Speaker's Blog: Building Maturity in CX Transformation

November 01, 2018 8:56PM

Customer experience is the customer’s perception of all the interactions they have with your brand and the value it creates for them. It is how you know and perform against their needs and expectations. Great companies like USAA, Amazon and Southwest understand their customers and intentionally design experiences for them. They know that working together across all the touchpoints a person has with the brand – and the relevance, value and emotion they create with each touchpoint – creates engagement with a brand and measurable financial results.

Building customer, employee and partner experience into the fabric of your organization is a bold undertaking. It’s a journey of many steps that often requires re-navigation and extraordinary fortitude to achieve results. You can learn more about how to navigate your organization’s CX journey at the November 5 AMA Minnesota event, “Implementing CX Through Using Best Practices and Maturity Model.” We will share how to engage your organization to build an action plan  – or accelerate your current plan – to build true business value through CX. 

Here are some thought starters to begin shaping the CX journey. Also register for the November 5 event "Implementing CX Through Using Best Practices and Maturity Model."

What do I focus on first?
Any transformation begins with a current state assessment, leadership understanding and a plan.  

  • Have discussion with your leadership team to define what they want to know about customers and their experience.
  • Build an inventory of what you know about customers (e.g., surveys, sales or support calls, social media, web analytics).
  • Develop a cross-functional council that represents the customer across all functions and can make recommendations about how to prioritize and take action.

_ _ _ _

Instructions to follow » Reproduce the stretch of the blog post on customer experience transformation from "Here are some" through "focus on first?".

_ _ _ _

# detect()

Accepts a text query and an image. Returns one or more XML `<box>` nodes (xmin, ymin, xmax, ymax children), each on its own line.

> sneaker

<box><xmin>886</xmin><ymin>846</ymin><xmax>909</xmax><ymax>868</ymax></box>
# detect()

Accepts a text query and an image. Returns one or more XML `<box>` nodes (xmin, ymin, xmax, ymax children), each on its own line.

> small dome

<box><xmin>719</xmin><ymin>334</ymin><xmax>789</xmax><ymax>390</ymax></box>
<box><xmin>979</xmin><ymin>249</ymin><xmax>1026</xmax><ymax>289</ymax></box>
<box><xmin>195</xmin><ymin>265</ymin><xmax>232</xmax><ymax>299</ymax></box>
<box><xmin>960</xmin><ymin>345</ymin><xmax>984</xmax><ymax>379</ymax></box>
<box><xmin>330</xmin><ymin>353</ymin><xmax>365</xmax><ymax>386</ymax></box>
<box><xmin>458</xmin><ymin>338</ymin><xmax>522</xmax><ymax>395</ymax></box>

_ _ _ _

Response to the exercise »
Here are some thought starters to begin shaping the CX journey. Also register for the November 5 event "Implementing CX Through Using Best Practices and Maturity Model."

What do I focus on first?